§ Written instruction:
Extract the line that contains "point: bare soil" and every line after it to the end of the records below, exactly as written and nothing else.

§ Data supplied:
---

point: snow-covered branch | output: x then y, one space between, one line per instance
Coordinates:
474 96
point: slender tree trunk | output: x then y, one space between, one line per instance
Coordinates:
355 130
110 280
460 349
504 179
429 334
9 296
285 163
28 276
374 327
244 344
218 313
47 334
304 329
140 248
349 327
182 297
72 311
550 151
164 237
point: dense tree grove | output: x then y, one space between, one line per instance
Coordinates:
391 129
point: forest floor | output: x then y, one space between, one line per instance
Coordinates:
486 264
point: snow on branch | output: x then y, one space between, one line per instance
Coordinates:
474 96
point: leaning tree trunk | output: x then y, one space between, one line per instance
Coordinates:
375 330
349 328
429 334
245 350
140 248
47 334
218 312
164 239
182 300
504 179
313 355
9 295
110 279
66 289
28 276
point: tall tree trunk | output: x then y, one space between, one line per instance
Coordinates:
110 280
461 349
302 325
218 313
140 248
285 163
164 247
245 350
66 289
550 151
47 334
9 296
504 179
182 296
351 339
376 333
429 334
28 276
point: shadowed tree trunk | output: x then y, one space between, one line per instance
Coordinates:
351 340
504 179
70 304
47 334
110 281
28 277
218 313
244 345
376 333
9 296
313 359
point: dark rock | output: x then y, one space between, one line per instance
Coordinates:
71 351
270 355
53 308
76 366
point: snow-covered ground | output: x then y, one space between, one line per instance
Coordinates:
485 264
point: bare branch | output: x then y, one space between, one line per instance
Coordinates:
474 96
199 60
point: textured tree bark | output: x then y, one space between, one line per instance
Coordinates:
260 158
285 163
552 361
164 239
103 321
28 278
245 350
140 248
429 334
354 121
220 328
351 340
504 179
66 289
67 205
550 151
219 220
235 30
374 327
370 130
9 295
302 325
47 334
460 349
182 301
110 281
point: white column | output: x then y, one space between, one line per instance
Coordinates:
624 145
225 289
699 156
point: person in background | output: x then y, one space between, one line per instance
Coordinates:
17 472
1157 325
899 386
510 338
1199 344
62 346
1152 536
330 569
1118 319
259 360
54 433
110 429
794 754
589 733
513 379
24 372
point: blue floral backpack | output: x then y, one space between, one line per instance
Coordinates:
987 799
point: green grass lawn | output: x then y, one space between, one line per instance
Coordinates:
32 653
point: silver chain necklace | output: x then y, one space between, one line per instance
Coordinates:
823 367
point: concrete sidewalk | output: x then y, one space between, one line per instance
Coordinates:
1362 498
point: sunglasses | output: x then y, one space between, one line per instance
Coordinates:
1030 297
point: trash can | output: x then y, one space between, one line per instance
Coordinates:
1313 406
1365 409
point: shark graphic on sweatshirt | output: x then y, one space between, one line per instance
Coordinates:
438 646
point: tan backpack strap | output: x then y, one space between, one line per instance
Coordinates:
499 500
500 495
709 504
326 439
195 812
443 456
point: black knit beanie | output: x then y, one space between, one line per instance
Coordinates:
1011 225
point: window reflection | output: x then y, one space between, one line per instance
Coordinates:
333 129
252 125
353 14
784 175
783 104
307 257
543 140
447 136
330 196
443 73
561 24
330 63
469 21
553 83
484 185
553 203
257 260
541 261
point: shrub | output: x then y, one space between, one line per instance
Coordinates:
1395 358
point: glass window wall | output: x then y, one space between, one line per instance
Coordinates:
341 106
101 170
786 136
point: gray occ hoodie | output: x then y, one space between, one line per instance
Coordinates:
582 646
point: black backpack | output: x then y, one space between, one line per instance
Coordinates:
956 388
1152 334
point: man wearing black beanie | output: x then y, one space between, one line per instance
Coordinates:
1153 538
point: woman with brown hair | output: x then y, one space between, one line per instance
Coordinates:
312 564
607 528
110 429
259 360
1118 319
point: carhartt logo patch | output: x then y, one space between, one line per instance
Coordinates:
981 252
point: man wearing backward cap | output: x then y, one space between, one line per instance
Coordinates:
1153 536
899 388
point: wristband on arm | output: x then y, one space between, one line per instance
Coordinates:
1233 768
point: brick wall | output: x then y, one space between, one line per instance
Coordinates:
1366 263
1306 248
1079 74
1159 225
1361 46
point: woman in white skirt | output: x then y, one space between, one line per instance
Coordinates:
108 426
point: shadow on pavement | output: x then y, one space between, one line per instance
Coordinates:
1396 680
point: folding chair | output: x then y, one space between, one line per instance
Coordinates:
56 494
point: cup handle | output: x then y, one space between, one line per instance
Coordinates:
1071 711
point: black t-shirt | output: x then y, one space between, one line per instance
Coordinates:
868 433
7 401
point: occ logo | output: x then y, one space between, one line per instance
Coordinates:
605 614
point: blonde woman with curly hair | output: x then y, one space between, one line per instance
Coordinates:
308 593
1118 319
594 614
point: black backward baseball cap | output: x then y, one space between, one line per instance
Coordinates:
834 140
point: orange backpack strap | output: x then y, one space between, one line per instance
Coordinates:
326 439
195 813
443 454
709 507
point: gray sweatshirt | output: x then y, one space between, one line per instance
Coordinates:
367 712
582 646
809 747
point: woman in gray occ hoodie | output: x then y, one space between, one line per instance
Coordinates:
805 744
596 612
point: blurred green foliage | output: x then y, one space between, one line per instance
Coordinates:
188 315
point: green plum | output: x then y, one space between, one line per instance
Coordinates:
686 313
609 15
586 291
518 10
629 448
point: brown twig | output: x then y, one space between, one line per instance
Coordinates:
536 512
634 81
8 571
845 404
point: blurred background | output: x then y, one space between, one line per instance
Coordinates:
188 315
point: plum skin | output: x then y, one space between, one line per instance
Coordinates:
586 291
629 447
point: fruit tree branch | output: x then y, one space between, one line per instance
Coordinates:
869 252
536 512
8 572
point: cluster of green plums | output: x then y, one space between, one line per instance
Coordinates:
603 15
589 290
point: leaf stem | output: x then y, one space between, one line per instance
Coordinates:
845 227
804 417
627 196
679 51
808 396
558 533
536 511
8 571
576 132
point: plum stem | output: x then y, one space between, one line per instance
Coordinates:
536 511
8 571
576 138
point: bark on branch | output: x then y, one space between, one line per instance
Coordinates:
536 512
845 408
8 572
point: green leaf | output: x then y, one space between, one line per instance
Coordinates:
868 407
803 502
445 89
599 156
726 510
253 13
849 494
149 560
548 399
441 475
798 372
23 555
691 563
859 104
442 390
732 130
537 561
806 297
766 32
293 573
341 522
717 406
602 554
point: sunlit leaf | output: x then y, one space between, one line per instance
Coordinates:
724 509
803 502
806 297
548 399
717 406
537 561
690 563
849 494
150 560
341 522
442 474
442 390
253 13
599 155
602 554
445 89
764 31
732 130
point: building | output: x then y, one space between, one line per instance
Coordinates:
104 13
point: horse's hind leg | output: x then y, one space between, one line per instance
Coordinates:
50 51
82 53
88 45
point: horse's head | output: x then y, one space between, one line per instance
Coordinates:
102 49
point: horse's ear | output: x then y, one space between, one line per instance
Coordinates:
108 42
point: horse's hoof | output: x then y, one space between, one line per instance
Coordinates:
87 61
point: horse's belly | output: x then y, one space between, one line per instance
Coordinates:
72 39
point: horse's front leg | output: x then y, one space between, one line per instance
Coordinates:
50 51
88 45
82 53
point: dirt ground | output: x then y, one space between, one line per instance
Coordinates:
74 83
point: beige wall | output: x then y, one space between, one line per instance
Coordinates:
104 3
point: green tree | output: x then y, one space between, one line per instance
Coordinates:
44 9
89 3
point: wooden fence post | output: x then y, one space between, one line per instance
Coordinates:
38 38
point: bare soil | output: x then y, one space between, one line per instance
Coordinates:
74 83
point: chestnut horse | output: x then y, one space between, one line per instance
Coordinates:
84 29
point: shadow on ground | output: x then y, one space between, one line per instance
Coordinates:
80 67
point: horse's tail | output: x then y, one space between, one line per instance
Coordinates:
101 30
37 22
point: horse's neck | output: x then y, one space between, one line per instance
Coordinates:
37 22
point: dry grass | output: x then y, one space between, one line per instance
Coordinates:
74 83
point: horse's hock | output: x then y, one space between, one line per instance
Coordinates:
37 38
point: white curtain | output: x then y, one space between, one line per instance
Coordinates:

---

§ Reply to the task:
point: bare soil | output: x then y, one space between, one line per instance
Coordinates:
74 83
point: chestnut horse | output: x then y, one space between, one line per instance
Coordinates:
84 29
point: shadow on ground | output: x then y, one space between, one line per instance
Coordinates:
80 67
point: horse's tail | output: x then y, one space between, one line per instance
Coordinates:
101 30
37 22
point: horse's neck | output: x then y, one space between, one line per instance
Coordinates:
37 22
point: dry grass | output: x then y, one space between, one line per instance
Coordinates:
74 83
point: horse's hock | output: x then y, one space between, one line per instance
Coordinates:
37 38
point: white curtain | output: x then y, one space between, one line per instance
Coordinates:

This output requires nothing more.